→ EXERCISE DIRECTIONS
The line containing "Target: fishing line" and every line after it, through the last one below: output exactly these and nothing else.

Segment Start: SOURCE DATA

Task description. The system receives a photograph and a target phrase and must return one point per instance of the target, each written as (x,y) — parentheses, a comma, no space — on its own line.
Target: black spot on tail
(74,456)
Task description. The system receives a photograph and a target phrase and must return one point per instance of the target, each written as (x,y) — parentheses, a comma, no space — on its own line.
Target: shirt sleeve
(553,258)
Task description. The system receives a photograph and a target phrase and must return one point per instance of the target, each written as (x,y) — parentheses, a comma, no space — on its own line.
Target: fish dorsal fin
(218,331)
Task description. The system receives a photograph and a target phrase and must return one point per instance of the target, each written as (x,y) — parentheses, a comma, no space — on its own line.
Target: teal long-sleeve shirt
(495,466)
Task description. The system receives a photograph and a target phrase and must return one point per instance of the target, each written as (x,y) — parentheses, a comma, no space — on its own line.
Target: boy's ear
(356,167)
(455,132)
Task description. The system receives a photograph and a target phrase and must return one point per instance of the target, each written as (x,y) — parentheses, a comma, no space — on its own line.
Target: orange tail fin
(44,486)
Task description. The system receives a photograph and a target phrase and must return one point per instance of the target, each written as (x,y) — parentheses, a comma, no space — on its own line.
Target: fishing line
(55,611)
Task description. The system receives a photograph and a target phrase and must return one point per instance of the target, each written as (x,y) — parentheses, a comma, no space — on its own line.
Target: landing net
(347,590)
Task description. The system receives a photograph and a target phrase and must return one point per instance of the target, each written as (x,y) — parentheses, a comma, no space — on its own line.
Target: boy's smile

Segment End: SOURCE DATA

→ YOUR RESPONSE
Target: fishing line
(55,611)
Task description. The system receives a photograph and a target phrase and must return one point per instance of the target, each written as (x,y) — parentheses, a comma, no space — on its own line.
Target: landing net
(347,590)
Task description. The system receives a photograph and a target phrase and must return one point per instance of the target, each written as (x,y) — parentheses, a comma, no space — on its own line.
Target: boy's smile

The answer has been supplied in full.